YOUR TASK: Reproduce the entries verbatim, starting at the first line and stopping after the line that contains "47L255 47L258 48L260".

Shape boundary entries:
----------------------------------------

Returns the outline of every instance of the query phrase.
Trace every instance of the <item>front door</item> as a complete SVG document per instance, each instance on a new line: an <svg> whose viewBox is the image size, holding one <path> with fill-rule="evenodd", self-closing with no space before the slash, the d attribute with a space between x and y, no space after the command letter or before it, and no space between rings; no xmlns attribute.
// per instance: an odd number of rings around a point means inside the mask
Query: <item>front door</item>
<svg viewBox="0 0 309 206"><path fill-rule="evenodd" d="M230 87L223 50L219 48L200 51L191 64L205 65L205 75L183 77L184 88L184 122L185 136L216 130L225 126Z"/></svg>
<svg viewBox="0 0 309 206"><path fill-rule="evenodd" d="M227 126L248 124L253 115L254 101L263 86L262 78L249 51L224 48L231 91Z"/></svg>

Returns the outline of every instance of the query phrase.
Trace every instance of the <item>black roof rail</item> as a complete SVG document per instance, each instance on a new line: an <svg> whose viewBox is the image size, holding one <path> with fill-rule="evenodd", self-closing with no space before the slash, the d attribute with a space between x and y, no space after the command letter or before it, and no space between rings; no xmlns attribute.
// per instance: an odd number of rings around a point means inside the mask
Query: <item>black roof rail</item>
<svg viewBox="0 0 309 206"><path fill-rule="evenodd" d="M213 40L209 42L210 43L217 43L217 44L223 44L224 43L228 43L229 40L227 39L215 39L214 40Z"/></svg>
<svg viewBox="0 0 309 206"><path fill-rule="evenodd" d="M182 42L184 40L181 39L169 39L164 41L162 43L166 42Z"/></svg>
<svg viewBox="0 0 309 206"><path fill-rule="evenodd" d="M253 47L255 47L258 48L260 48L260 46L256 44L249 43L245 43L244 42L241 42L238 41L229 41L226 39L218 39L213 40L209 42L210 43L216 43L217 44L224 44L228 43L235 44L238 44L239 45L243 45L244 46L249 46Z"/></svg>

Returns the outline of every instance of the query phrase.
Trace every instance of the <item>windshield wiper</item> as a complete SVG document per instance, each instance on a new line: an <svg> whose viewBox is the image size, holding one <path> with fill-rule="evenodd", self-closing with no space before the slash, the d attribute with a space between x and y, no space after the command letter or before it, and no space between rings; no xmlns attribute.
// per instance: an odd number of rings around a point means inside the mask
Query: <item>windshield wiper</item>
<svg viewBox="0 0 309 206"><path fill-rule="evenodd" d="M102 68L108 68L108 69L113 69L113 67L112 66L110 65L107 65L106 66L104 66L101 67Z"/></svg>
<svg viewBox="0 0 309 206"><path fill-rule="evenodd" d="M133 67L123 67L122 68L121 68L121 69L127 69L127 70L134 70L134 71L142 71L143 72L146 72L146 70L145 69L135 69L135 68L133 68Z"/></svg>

----------------------------------------

EXERCISE RESULT:
Returns the outline of every instance of the query phrase.
Trace every instance of the <item>front door</item> as a complete SVG document per instance, each instance on a new line: an <svg> whose viewBox is the image size, holding one <path> with fill-rule="evenodd", self-closing with no space before the slash, the d attribute with a space between x and y, no space after the command letter or before it, and no space between rings; no xmlns attribute.
// per instance: an odd number of rings around a point means inside the mask
Query: <item>front door</item>
<svg viewBox="0 0 309 206"><path fill-rule="evenodd" d="M230 87L223 50L219 48L200 51L191 64L205 65L205 75L183 77L184 88L184 122L185 136L216 130L225 126Z"/></svg>
<svg viewBox="0 0 309 206"><path fill-rule="evenodd" d="M227 126L248 124L253 115L254 101L263 86L262 78L249 51L224 48L231 91Z"/></svg>

Returns the outline of every instance of the query phrase.
Trace every instance of the <item>black roof rail</item> as a complete SVG document per instance, each instance on a new line: an <svg> whose viewBox is the image size, holding one <path> with fill-rule="evenodd", self-closing with no space before the slash, the d attribute with a space between x and y, no space after the command letter or before it, and no space between rings; no xmlns attribute.
// per instance: an odd number of rings around a point means inside the mask
Query: <item>black roof rail</item>
<svg viewBox="0 0 309 206"><path fill-rule="evenodd" d="M213 40L209 42L210 43L217 43L217 44L223 44L224 43L228 43L229 40L227 39L215 39L214 40Z"/></svg>
<svg viewBox="0 0 309 206"><path fill-rule="evenodd" d="M182 42L184 40L181 39L169 39L164 41L162 43L166 42Z"/></svg>
<svg viewBox="0 0 309 206"><path fill-rule="evenodd" d="M253 47L255 47L258 48L260 48L260 46L256 44L249 43L245 43L244 42L241 42L238 41L229 41L226 39L218 39L213 40L209 42L210 43L216 43L217 44L224 44L228 43L235 44L238 44L239 45L243 45L244 46L249 46Z"/></svg>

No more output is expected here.